Directions for this task ▸
All entries are to be transcribed verbatim, but images are not carried over.

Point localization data
········

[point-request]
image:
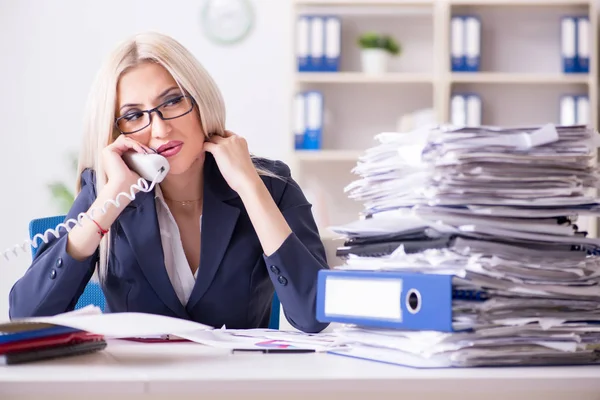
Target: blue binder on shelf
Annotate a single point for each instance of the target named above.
(582, 110)
(569, 44)
(583, 45)
(568, 110)
(392, 300)
(316, 54)
(457, 44)
(318, 43)
(472, 43)
(303, 43)
(299, 120)
(465, 45)
(314, 120)
(466, 109)
(333, 44)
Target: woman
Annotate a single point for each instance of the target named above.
(211, 241)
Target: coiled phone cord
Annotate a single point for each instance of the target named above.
(142, 185)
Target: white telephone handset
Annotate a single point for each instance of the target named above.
(150, 167)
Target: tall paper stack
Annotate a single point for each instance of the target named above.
(495, 209)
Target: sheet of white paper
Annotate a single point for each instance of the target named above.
(123, 325)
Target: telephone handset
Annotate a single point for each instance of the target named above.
(151, 168)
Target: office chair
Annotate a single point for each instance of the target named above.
(92, 294)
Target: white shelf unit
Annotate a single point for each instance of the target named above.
(520, 81)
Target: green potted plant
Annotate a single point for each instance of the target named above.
(62, 194)
(376, 51)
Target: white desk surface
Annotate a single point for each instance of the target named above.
(129, 370)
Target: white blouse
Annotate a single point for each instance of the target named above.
(178, 268)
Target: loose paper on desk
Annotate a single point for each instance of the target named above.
(121, 325)
(142, 325)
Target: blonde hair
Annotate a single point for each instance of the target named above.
(99, 129)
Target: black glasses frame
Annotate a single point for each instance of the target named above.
(157, 111)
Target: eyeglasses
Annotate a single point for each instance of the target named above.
(136, 120)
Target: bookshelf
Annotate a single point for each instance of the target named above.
(520, 79)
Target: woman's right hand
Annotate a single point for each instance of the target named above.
(119, 176)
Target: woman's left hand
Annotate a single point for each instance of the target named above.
(233, 158)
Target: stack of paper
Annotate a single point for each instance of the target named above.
(497, 209)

········

Task output ▸
[point-request]
image:
Target: blue binder on shelf
Annotate a single point for each instance of the target named above.
(582, 110)
(569, 44)
(583, 45)
(568, 110)
(392, 300)
(316, 54)
(457, 44)
(318, 43)
(472, 43)
(303, 43)
(299, 120)
(465, 45)
(314, 120)
(466, 109)
(333, 44)
Target: woman
Annotate a single point for each instance of the target named above.
(211, 241)
Target: coiled phone cord
Annotate a single point for each instance of the target named above.
(142, 185)
Target: white telephone handset
Annotate a single point for each instance of the target named above.
(150, 167)
Target: tall paper stack
Annotate a single point for each instance of the target named above.
(495, 209)
Target: sheet of white paper
Annotate a single point for each instance of the target named above.
(123, 325)
Target: telephone handset
Annotate a single point for each instance of the target named above.
(151, 168)
Target: office chair
Annotate a single point for each instance of the target named above.
(92, 294)
Target: white shelf unit
Annotate a single point for each instance of the target named above.
(520, 81)
Target: green potted plant
Annotate a single point for each instance of the target named above.
(62, 194)
(376, 51)
Target: white desk surface
Annotate a single point for each instance of the target named above.
(129, 370)
Target: white blouse
Annotate a single point for each instance of the target named above.
(178, 268)
Target: loose paper on desk
Annotate a single point for each instance of the target named above.
(121, 325)
(142, 325)
Target: blonde hair
Annotate a single point for each instance of the target named above.
(99, 129)
Target: black glasses frame
Annotate a single point for each instance of the target named above.
(157, 111)
Target: eyeglasses
Annotate a single point for each instance of the target named above.
(136, 120)
Target: bookshelf
Annotate a single point for each instance of the target named above.
(520, 79)
Target: woman's right hand
Annotate a single point for each instance of the target named above.
(119, 176)
Target: woman's left hand
Annotate a single point for each instance of the target named above.
(233, 158)
Target: stack of paper
Annotate a single point for each instance of the target named above.
(497, 209)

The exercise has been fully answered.